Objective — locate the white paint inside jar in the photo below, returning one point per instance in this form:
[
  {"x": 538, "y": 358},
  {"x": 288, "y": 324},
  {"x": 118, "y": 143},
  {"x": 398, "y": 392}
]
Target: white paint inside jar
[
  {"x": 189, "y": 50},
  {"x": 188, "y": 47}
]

----

WHAT YOU HAVE TO DO:
The data must be given again in full. Keep every line identical.

RESULT OF THIS EXERCISE:
Objective — locate the white paint inside jar in the photo below, returning one point per instance in this form:
[
  {"x": 538, "y": 358},
  {"x": 288, "y": 324},
  {"x": 118, "y": 143},
  {"x": 398, "y": 392}
]
Target: white paint inside jar
[
  {"x": 189, "y": 50},
  {"x": 188, "y": 47}
]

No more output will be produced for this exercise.